(Dataset entries)
****************************************

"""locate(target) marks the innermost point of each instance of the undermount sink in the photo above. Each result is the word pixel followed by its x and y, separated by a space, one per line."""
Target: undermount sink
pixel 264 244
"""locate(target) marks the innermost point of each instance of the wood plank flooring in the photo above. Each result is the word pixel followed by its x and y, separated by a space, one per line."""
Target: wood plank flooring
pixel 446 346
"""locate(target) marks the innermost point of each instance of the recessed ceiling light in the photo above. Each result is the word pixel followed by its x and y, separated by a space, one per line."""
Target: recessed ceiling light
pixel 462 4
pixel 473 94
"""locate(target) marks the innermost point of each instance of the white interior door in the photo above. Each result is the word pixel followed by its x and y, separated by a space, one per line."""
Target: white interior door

****************************************

- Problem statement
Write out word for word every line from the one containing "Target: wood plank flooring" through the last line of the data, and no other line.

- Exercise output
Target: wood plank flooring
pixel 446 346
"""locate(target) marks the innermost point of each instance of the recessed ceiling light in the photo above. Each result is the word pixel followed by its x and y, separated by a space, one per line."""
Target: recessed ceiling light
pixel 462 4
pixel 473 94
"""locate(target) marks the innermost point of each instance of the white interior door in the photo above. Each result is the word pixel followed by its x and y, separated by a space, one per line."""
Target: white interior door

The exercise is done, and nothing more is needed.